*JOB A*.
Please repeat the entries word for word, beginning at the line that contains "In which part of the frame is the smoke covered" and stopping after the line that contains "xmin=549 ymin=541 xmax=978 ymax=676". Leave the pictures out.

Maintaining Employee Engagement During Mergers & Acquisitions

Nicole Klemp

When it comes to mergers and acquisitions, the single biggest threat to employee engagement is culture clash. When the two (or more) company cultures that are coming together are very different — and neither party is willing to bend or compromise — turmoil can ensue.

We saw this play out in the headlines recently, with Amazon’s acquisition of Whole Foods. Employees of the health food grocer have been having a particularly hard time adjusting to Amazon’s more stringent culture.

Business scholars say this cultural mismatch was predictable. “The two companies may have seen value in capitalizing on each other’s strengths, but they failed to investigate their cultural compatibility beforehand. They now stand on a fault line where tensions often erupt in mergers. This fault line is what we call tightness versus looseness. When tight and loose cultures merge, there is a good chance that they will clash,” writes Michele Gelfand and her colleagues in an article for Harvard Business Review.

Gelfand and the other researchers studied data on 4,500 mergers between 1989 and 2013. They found that when cultures were mismatched (tight versus loose), they saw a decrease in return on assets — equivalent to $200 million in net income per year. And in cases where cultures were vastly different, those organizations saw yearly income drop by more than $600 million.

In one survey by Bain & Company, executives who’ve been involved in corporate mergers indicated that culture clash was the number one reason the deal failed to achieve promised value.

“In a culture clash, the companies’ fundamental ways of working are so different and so easily misinterpreted that people feel frustrated and anxious, leading to demoralization and defections,” writes Dale Stafford and Laura Miles.

This cultural demoralization can be detrimental to employee engagement. When employees who are used to a certain way of working and a particular set of values are suddenly thrust into a very different dynamic, they may become detached from their purpose and disengaged in their work — leading to lower productivity and poor performance.

In most M&A cases, a very valuable (if not the most valuable) part of the deal is the employees themselves. Their knowledge and skills are an asset that the organization feels it can benefit from. So when the leaders involved aren’t doing everything they can to preserve those employees, they risk losing a lot of the value they expected to gain from the deal.

It’s up to executives to bring together the best of both cultures.

Box annotations for the photos:
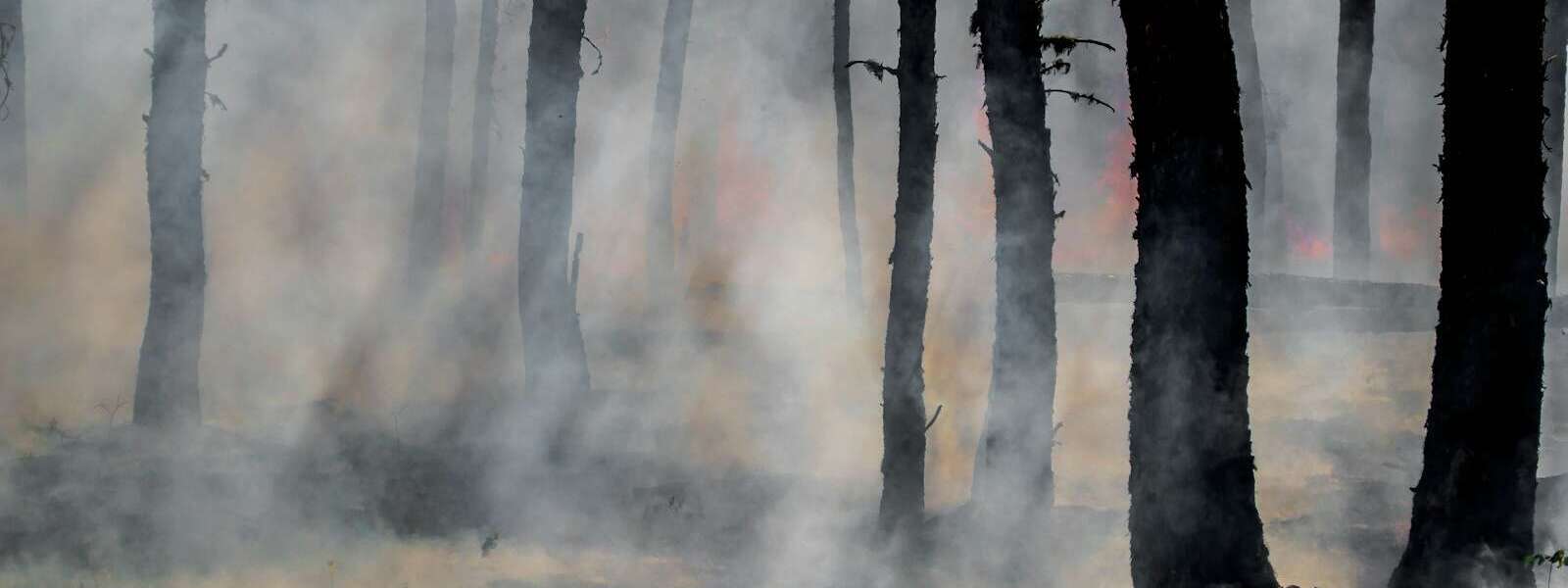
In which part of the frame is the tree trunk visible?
[1121,0,1278,588]
[517,0,590,463]
[0,0,26,214]
[1390,0,1549,588]
[463,0,500,251]
[452,0,507,434]
[1229,0,1266,270]
[408,0,457,298]
[878,0,936,549]
[135,0,207,429]
[1335,0,1377,279]
[1543,0,1568,292]
[833,0,864,309]
[648,0,692,303]
[970,0,1056,536]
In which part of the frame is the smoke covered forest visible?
[0,0,1568,588]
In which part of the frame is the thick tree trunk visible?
[878,0,936,549]
[1121,0,1278,588]
[406,0,458,298]
[833,0,864,309]
[135,0,207,428]
[648,0,692,303]
[517,0,591,463]
[1229,0,1266,270]
[1335,0,1377,279]
[970,0,1056,535]
[0,0,26,214]
[1390,0,1547,588]
[1543,0,1568,292]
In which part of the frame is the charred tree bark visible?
[1390,0,1549,588]
[0,0,26,212]
[1121,0,1278,588]
[517,0,590,465]
[970,0,1056,535]
[1229,0,1266,270]
[1335,0,1377,279]
[648,0,692,303]
[406,0,458,298]
[133,0,209,429]
[1543,0,1568,292]
[878,0,936,549]
[833,0,864,309]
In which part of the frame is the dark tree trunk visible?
[1121,0,1278,588]
[408,0,457,296]
[0,0,26,214]
[1335,0,1377,279]
[463,0,500,251]
[833,0,864,309]
[1229,0,1266,270]
[970,0,1056,535]
[1390,0,1547,588]
[517,0,590,463]
[648,0,692,303]
[1543,0,1568,292]
[135,0,207,428]
[878,0,936,549]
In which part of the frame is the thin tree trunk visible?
[1121,0,1278,588]
[1390,0,1549,588]
[648,0,692,303]
[878,0,936,549]
[453,0,507,433]
[0,0,26,214]
[517,0,591,463]
[463,0,500,251]
[970,0,1056,535]
[1335,0,1377,279]
[406,0,457,298]
[1229,0,1266,270]
[133,0,209,429]
[833,0,864,309]
[1543,0,1568,292]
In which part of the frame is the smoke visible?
[0,0,1554,586]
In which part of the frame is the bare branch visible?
[844,60,899,81]
[1040,34,1116,57]
[1046,88,1116,113]
[920,405,943,433]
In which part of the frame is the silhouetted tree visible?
[1335,0,1377,279]
[1543,0,1568,293]
[864,0,936,541]
[969,0,1056,535]
[517,0,590,463]
[1229,0,1266,270]
[133,0,209,428]
[0,0,26,212]
[648,0,692,301]
[1390,0,1547,588]
[406,0,458,295]
[1121,0,1278,588]
[833,0,864,309]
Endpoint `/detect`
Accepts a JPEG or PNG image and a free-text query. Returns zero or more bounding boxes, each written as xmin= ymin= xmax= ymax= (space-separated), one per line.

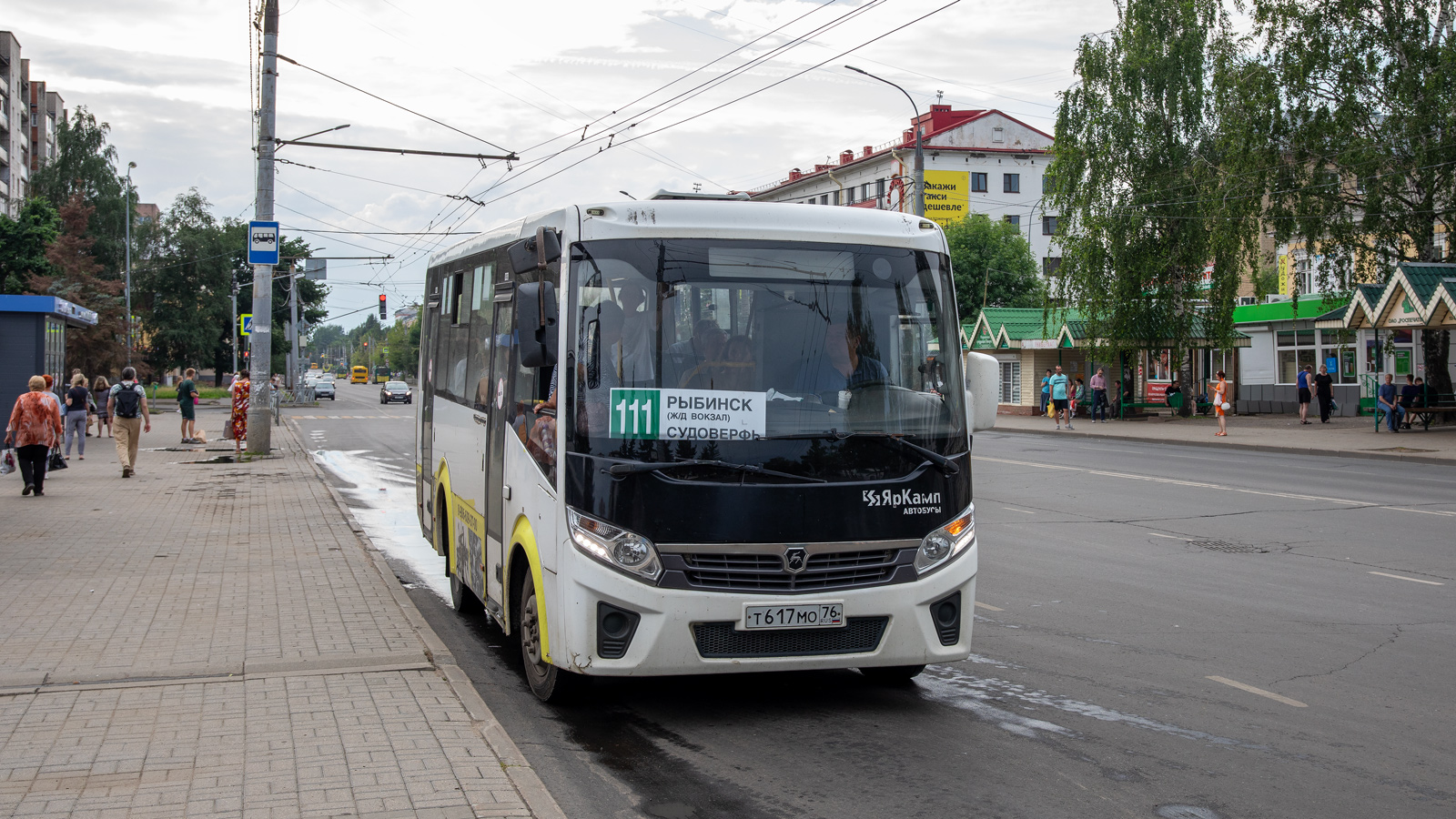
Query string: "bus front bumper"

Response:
xmin=549 ymin=541 xmax=978 ymax=676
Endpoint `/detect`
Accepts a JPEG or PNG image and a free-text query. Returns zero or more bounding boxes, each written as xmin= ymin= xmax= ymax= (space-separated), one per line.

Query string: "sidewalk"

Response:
xmin=996 ymin=412 xmax=1456 ymax=463
xmin=0 ymin=417 xmax=563 ymax=819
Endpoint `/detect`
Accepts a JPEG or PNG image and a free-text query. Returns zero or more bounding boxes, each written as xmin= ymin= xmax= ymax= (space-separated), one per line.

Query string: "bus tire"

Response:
xmin=515 ymin=571 xmax=587 ymax=703
xmin=859 ymin=666 xmax=925 ymax=685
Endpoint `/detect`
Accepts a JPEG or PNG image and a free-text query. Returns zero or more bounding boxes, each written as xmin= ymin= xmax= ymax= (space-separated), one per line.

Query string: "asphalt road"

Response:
xmin=294 ymin=385 xmax=1456 ymax=819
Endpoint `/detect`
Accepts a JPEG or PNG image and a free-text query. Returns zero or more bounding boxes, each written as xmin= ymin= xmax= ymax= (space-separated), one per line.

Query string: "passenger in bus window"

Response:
xmin=709 ymin=335 xmax=759 ymax=392
xmin=794 ymin=319 xmax=890 ymax=400
xmin=662 ymin=319 xmax=728 ymax=389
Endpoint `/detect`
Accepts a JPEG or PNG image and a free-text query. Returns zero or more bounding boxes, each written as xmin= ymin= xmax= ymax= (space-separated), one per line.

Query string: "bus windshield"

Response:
xmin=568 ymin=239 xmax=966 ymax=480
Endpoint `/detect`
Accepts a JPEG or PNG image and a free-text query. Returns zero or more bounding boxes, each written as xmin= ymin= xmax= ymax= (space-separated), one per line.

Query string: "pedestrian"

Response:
xmin=1315 ymin=364 xmax=1335 ymax=424
xmin=1046 ymin=364 xmax=1072 ymax=430
xmin=92 ymin=376 xmax=111 ymax=437
xmin=106 ymin=368 xmax=151 ymax=478
xmin=177 ymin=368 xmax=201 ymax=443
xmin=1298 ymin=364 xmax=1313 ymax=424
xmin=66 ymin=370 xmax=90 ymax=460
xmin=1213 ymin=370 xmax=1232 ymax=436
xmin=5 ymin=376 xmax=63 ymax=497
xmin=228 ymin=370 xmax=252 ymax=456
xmin=1400 ymin=373 xmax=1421 ymax=430
xmin=1092 ymin=368 xmax=1107 ymax=424
xmin=1376 ymin=373 xmax=1405 ymax=433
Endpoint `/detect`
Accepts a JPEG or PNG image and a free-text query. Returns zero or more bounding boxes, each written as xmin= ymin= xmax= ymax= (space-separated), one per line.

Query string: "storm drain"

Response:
xmin=1192 ymin=541 xmax=1269 ymax=555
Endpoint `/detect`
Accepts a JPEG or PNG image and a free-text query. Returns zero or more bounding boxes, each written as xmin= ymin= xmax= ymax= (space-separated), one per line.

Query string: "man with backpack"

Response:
xmin=106 ymin=368 xmax=151 ymax=478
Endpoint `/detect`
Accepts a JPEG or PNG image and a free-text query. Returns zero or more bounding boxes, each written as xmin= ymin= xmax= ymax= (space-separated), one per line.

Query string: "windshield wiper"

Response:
xmin=759 ymin=430 xmax=961 ymax=477
xmin=607 ymin=458 xmax=828 ymax=484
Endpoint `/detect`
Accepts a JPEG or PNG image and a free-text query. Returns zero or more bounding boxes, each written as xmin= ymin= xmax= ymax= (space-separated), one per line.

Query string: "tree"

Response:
xmin=945 ymin=213 xmax=1046 ymax=322
xmin=31 ymin=106 xmax=136 ymax=277
xmin=0 ymin=199 xmax=61 ymax=294
xmin=1046 ymin=0 xmax=1272 ymax=360
xmin=133 ymin=188 xmax=246 ymax=370
xmin=1254 ymin=0 xmax=1456 ymax=392
xmin=27 ymin=194 xmax=126 ymax=373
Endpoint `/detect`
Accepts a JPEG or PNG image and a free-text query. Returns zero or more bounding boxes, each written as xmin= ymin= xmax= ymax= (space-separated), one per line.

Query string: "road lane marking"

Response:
xmin=1207 ymin=676 xmax=1309 ymax=708
xmin=971 ymin=455 xmax=1374 ymax=504
xmin=1370 ymin=571 xmax=1444 ymax=586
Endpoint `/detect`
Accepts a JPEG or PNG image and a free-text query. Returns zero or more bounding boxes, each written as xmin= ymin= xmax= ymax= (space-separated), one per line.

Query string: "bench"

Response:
xmin=1374 ymin=392 xmax=1456 ymax=431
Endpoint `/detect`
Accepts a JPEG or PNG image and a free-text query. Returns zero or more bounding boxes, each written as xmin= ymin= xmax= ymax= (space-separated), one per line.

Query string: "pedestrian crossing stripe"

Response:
xmin=288 ymin=415 xmax=413 ymax=420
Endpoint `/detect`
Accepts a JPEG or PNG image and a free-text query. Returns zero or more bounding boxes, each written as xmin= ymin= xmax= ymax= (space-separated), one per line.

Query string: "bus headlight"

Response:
xmin=915 ymin=504 xmax=976 ymax=574
xmin=566 ymin=509 xmax=662 ymax=581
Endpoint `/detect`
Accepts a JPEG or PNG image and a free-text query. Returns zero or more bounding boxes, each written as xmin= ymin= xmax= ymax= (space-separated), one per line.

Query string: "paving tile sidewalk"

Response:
xmin=0 ymin=424 xmax=562 ymax=819
xmin=996 ymin=412 xmax=1456 ymax=463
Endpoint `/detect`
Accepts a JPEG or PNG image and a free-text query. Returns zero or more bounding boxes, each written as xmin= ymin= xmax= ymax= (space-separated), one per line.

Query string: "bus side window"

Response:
xmin=464 ymin=264 xmax=495 ymax=412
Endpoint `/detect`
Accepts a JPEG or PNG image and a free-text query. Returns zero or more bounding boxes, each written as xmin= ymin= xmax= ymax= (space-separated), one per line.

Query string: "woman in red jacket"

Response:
xmin=5 ymin=376 xmax=64 ymax=497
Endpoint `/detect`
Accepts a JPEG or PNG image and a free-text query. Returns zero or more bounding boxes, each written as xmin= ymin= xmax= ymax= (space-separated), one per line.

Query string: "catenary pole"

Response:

*JOB B*.
Edit the passage of the article on employee engagement during mergers that begins at the words "Nicole Klemp" and ends after "turmoil can ensue." by swapping "turmoil" for "upheaval", then write out the result.

*WORKED ANSWER A*.
In which part of the frame is the smoke covered forest visible?
[0,0,1568,588]
In which part of the frame is the thick tree trunk visible?
[878,0,936,549]
[1121,0,1278,588]
[406,0,458,298]
[833,0,864,309]
[135,0,207,428]
[648,0,692,303]
[517,0,591,463]
[1229,0,1266,270]
[1335,0,1377,279]
[970,0,1056,535]
[0,0,26,214]
[1390,0,1547,588]
[1543,0,1568,292]
In which part of the frame is the charred tree bark visible?
[1390,0,1549,588]
[0,0,26,212]
[1121,0,1278,588]
[517,0,590,465]
[970,0,1056,535]
[1229,0,1266,270]
[1335,0,1377,279]
[648,0,692,303]
[406,0,458,298]
[133,0,209,429]
[1543,0,1568,292]
[878,0,936,549]
[833,0,864,309]
In which part of the frame is the dark tree trunk visible?
[1121,0,1278,588]
[408,0,457,296]
[0,0,26,214]
[1335,0,1377,279]
[463,0,500,251]
[833,0,864,309]
[1229,0,1266,270]
[970,0,1056,535]
[1390,0,1547,588]
[517,0,590,463]
[648,0,692,303]
[1543,0,1568,292]
[135,0,207,428]
[878,0,936,549]
In which part of the frame is the thin tree trunk visible?
[1121,0,1278,588]
[1390,0,1549,588]
[648,0,692,303]
[878,0,936,549]
[453,0,507,433]
[0,0,26,214]
[517,0,591,463]
[463,0,500,251]
[970,0,1056,535]
[1335,0,1377,279]
[406,0,457,298]
[1229,0,1266,270]
[133,0,209,429]
[833,0,864,309]
[1543,0,1568,292]
In which part of the frame is the smoke visible?
[0,0,1554,586]
In which part of the frame is the bare branch visible?
[844,60,899,81]
[1040,34,1116,57]
[1046,88,1116,113]
[920,405,943,433]
In which part of the frame is the silhouetted tree visible?
[1335,0,1377,279]
[1543,0,1568,293]
[864,0,936,541]
[969,0,1056,535]
[517,0,590,463]
[1229,0,1266,270]
[133,0,209,428]
[0,0,26,212]
[648,0,692,301]
[1390,0,1547,588]
[406,0,458,295]
[1121,0,1278,588]
[833,0,864,309]
Endpoint `/detect`
Accepts a JPEG or PNG image and a free-text query. Returns zero or more bounding boxes, each written as xmin= ymin= xmax= ymax= (space-separated), one per line.

Query string: "bus front bumper"

Response:
xmin=549 ymin=541 xmax=978 ymax=676

*WORKED ANSWER B*.
Nicole Klemp

When it comes to mergers and acquisitions, the single biggest threat to employee engagement is culture clash. When the two (or more) company cultures that are coming together are very different — and neither party is willing to bend or compromise — upheaval can ensue.